REQUIREMENT ->
Reproduce all of the material below, swapping "Circle every" for "Outline every" wherever it occurs and leaving everything else unchanged.

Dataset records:
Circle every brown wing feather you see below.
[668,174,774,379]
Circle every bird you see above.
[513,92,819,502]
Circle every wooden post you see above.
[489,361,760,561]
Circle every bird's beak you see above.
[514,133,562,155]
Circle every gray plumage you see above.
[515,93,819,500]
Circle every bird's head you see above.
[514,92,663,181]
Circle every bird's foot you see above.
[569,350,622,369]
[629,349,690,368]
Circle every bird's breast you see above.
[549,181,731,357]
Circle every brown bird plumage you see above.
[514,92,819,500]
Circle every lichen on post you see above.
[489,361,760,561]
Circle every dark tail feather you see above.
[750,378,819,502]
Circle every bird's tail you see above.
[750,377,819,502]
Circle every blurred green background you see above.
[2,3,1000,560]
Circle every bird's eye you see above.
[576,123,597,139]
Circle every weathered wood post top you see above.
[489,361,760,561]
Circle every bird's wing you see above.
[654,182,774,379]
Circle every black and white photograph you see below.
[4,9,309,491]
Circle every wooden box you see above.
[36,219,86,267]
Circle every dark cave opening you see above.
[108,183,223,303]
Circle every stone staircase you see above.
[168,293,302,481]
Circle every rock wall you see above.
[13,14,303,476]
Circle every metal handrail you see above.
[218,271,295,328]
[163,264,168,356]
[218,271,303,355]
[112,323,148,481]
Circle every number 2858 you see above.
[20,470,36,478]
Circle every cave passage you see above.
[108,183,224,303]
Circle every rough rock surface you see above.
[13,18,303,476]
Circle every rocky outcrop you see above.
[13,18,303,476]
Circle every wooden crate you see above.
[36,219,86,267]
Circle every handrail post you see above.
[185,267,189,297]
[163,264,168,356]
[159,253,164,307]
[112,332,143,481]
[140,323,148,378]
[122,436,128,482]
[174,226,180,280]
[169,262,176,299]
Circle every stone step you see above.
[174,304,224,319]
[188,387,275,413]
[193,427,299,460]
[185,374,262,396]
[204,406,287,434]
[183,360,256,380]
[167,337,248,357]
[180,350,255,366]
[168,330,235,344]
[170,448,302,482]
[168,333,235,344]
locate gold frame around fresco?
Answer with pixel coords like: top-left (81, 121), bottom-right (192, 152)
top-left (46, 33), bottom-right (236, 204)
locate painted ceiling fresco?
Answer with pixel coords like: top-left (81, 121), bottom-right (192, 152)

RESULT FOR THIS TASK ->
Outline every brown wing feather you see below.
[668,174,774,379]
Outline every bird you see above.
[513,92,819,502]
Outline every wooden post you see above.
[489,361,760,561]
Outline every bird's beak you see above.
[514,133,562,155]
Outline every gray plumage you see above.
[515,93,819,500]
Outline every bird's head you see above.
[514,92,663,181]
Outline every bird's foot you see above.
[569,350,622,369]
[629,349,690,368]
Outline every bird's breast you see above.
[549,181,731,357]
Outline every brown bird plumage you see above.
[514,92,819,500]
Outline every lichen on post you see above.
[489,361,760,561]
Outline every dark tail feather you see above.
[750,378,819,502]
Outline every bird's tail you see above.
[750,377,819,502]
Outline every blurred green background you see above.
[2,3,1000,560]
Outline every bird's eye you see above.
[576,123,597,139]
Outline every weathered wood post top you see above.
[489,361,760,561]
Outline every bird's wing you see above.
[654,182,774,379]
Outline every black and white photograph you see below.
[4,9,309,491]
Outline every wooden box you see above.
[36,219,86,267]
Outline every dark cave opening you see above.
[108,183,223,303]
Outline every stone staircase you see above.
[168,293,302,481]
Outline every rock wall you see above.
[13,14,303,476]
Outline every metal handrail you see above.
[218,271,295,328]
[163,264,168,356]
[218,271,303,355]
[112,323,148,481]
Outline every number 2858 you see above.
[20,470,36,478]
Outline every cave passage you see above.
[108,183,224,303]
Outline every rough rock surface you see above.
[13,18,303,476]
Outline every rocky outcrop you see above.
[13,18,303,476]
Outline every wooden crate you see above.
[36,219,86,267]
Outline every handrail post you see above.
[185,267,189,297]
[163,264,168,356]
[159,253,164,307]
[112,332,143,481]
[140,323,148,378]
[122,436,128,482]
[174,226,180,280]
[169,262,176,299]
Outline every stone step you see above.
[174,304,224,319]
[188,387,275,413]
[193,427,299,460]
[185,374,262,396]
[204,406,287,434]
[183,360,256,380]
[167,337,248,357]
[180,350,255,366]
[168,330,235,344]
[170,448,302,482]
[168,333,235,344]
locate gold frame around fresco?
Answer with pixel coords like: top-left (81, 121), bottom-right (192, 152)
top-left (46, 33), bottom-right (236, 204)
locate painted ceiling fresco?
Answer with pixel coords like: top-left (81, 121), bottom-right (192, 152)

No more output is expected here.